> _DIRECTIONS_:
Find the line with "Where can you see the tire here?" in the entries below. Repeat it, every following line, and the line with "Where can you see the side", exactly and with nothing added.

##############################

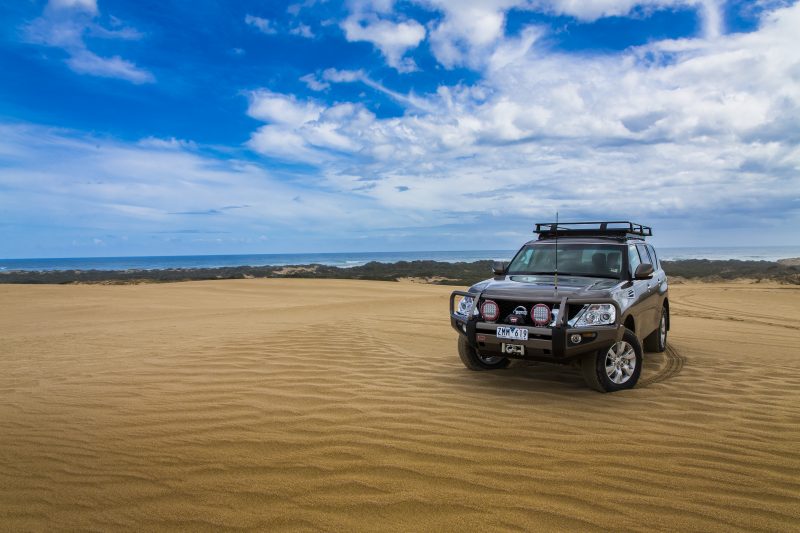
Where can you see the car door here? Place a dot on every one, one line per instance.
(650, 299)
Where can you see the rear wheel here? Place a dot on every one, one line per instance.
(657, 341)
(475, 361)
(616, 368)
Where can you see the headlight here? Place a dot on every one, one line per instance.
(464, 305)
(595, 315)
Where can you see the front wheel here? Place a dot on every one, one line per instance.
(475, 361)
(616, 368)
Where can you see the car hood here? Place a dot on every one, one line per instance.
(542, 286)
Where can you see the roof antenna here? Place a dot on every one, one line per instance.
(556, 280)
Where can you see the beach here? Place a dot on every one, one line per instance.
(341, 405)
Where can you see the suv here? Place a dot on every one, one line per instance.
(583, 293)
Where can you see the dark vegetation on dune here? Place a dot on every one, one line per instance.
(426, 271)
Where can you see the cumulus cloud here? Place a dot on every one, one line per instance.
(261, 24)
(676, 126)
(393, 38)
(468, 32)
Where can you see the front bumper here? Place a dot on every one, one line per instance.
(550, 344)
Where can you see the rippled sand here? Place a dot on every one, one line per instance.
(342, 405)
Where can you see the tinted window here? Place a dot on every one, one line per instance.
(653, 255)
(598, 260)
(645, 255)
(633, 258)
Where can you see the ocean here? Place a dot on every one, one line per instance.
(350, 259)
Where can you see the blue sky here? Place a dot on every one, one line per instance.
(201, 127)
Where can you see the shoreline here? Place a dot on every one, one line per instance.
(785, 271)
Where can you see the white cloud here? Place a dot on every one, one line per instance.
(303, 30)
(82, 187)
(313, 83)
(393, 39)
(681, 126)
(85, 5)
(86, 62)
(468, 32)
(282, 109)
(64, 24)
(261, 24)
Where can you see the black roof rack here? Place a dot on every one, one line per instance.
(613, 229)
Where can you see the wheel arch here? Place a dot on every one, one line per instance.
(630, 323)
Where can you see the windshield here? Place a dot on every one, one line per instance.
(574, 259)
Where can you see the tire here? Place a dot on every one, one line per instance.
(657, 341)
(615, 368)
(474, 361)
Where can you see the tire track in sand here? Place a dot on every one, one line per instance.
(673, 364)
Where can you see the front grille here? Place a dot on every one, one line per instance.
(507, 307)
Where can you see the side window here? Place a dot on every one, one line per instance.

##############################

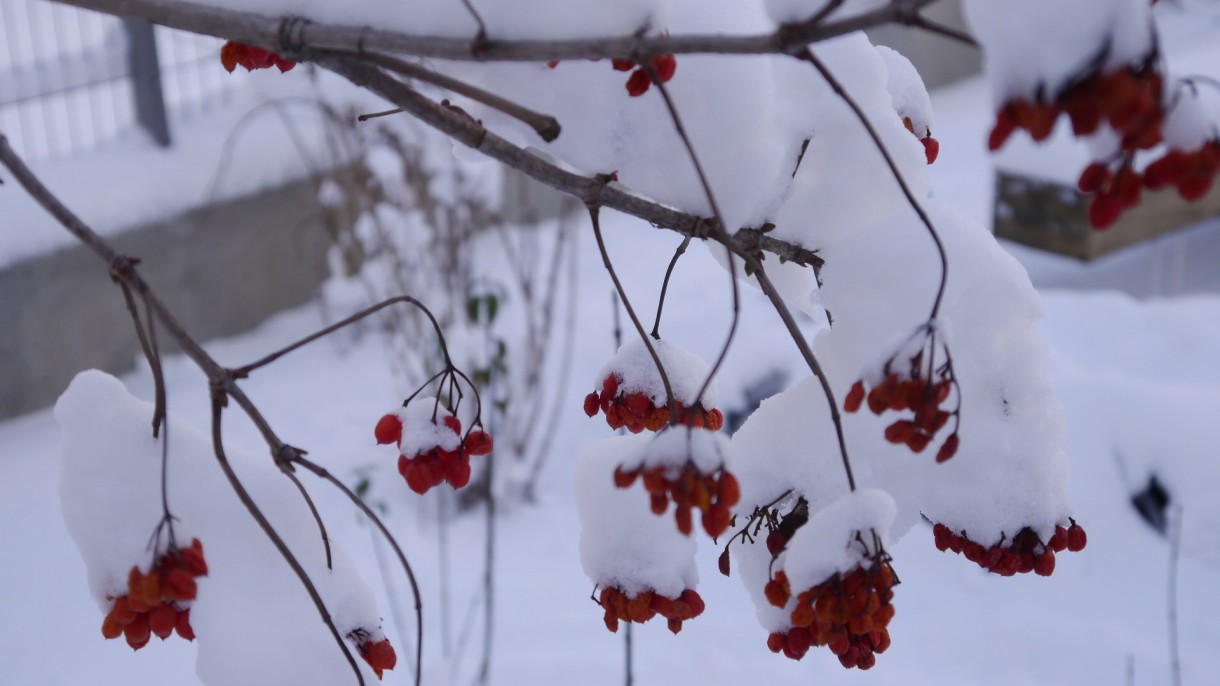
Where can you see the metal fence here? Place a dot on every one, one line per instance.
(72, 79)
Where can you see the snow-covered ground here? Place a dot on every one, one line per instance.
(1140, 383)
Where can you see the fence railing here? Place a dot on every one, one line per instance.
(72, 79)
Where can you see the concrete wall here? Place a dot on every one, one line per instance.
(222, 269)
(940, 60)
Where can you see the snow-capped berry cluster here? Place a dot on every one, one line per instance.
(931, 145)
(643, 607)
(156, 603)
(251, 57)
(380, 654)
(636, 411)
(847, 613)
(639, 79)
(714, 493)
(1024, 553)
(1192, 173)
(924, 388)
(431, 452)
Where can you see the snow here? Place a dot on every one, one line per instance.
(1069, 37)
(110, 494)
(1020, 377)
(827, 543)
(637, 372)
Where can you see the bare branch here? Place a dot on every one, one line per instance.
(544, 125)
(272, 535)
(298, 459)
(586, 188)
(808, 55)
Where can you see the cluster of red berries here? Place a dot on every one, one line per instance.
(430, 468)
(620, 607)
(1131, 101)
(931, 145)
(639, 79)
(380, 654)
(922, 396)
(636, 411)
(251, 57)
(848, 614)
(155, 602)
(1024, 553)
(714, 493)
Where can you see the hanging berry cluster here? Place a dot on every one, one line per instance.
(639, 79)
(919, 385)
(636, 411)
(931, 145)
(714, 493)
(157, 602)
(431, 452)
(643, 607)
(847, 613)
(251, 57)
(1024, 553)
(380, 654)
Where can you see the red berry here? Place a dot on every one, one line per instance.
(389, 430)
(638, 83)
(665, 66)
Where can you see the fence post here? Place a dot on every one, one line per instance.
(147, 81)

##############################

> _WRITTEN REPLY_:
Where can you see the tire here? Place a dot on every one, one line per instance.
(657, 341)
(615, 368)
(474, 361)
Where can you see the tire track in sand here? Place a dot on every one, one line per instance.
(673, 364)
Where can you see the front grille here? Place a dot on every one, one line per instance.
(507, 307)
Where can you see the side window here? Place a dot on every one, one line per instance.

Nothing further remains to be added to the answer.